Work instructions: From the first line to the last, give the listing again exactly.

Dataset excerpts:
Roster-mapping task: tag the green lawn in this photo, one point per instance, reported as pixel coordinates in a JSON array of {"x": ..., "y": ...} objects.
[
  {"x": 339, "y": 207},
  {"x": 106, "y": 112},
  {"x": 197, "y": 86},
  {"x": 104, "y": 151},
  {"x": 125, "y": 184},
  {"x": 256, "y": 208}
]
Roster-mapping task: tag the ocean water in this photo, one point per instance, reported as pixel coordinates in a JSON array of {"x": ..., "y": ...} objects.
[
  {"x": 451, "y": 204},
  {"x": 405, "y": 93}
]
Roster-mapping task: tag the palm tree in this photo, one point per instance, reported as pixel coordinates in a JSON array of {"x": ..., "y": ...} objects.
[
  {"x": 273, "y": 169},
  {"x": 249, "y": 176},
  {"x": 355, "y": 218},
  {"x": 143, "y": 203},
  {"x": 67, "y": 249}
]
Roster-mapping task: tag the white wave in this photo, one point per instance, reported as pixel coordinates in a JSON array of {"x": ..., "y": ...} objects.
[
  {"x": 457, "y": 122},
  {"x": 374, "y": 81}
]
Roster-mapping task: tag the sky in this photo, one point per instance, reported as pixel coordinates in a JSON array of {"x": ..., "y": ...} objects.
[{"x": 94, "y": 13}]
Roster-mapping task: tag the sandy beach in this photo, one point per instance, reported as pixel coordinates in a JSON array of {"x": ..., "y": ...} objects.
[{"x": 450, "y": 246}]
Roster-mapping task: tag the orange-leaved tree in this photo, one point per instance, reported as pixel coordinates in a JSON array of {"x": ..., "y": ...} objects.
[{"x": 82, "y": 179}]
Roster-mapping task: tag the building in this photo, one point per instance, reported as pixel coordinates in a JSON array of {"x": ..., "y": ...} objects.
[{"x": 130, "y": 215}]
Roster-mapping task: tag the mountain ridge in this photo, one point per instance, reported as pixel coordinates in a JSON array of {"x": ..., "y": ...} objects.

Final answer:
Roster-mapping task: tag the green lawn in this photo, one point per instance, reported as pixel coordinates in a JSON array of {"x": ..., "y": ...} objects.
[
  {"x": 339, "y": 207},
  {"x": 106, "y": 112},
  {"x": 197, "y": 86},
  {"x": 104, "y": 151},
  {"x": 125, "y": 184},
  {"x": 256, "y": 208}
]
Roster-mapping task: tag the ocean water in this photo, one point per instance, reported as pixel coordinates in a JSON array of {"x": ..., "y": ...} objects.
[
  {"x": 451, "y": 204},
  {"x": 405, "y": 93}
]
Roster-mapping task: tag the palm tree in this photo, one point per instance, reported as pixel coordinates in a JSON array of {"x": ..., "y": ...} objects.
[
  {"x": 273, "y": 169},
  {"x": 249, "y": 176},
  {"x": 355, "y": 218},
  {"x": 143, "y": 203},
  {"x": 67, "y": 249}
]
Roster-mapping task: tag the white wave in this photo, one point per instance, reported as pixel coordinates in a JSON array of {"x": ..., "y": ...} objects.
[
  {"x": 457, "y": 122},
  {"x": 374, "y": 81}
]
Roster-mapping task: tag the sky in this photo, one point per instance, reported as pixel coordinates in a JSON array of {"x": ..., "y": ...} objects.
[{"x": 94, "y": 13}]
Roster-mapping task: tag the sandy beach in this photo, one point per instance, reported as pixel coordinates in a JSON array of {"x": ..., "y": ...} objects.
[{"x": 450, "y": 246}]
Roster-mapping task: tag the orange-leaved tree in this photo, one point per instance, reported as pixel coordinates in a JSON array of {"x": ..., "y": ...} objects.
[{"x": 82, "y": 179}]
Roster-mapping task: tag the building in this photo, one point per instance, reported as pixel coordinates in a JSON array of {"x": ..., "y": ...} objects.
[{"x": 130, "y": 215}]
Roster-mapping task: tag the mountain ridge in this photo, one point per instance, reported as pixel coordinates in a JSON array of {"x": ..., "y": ...} objects.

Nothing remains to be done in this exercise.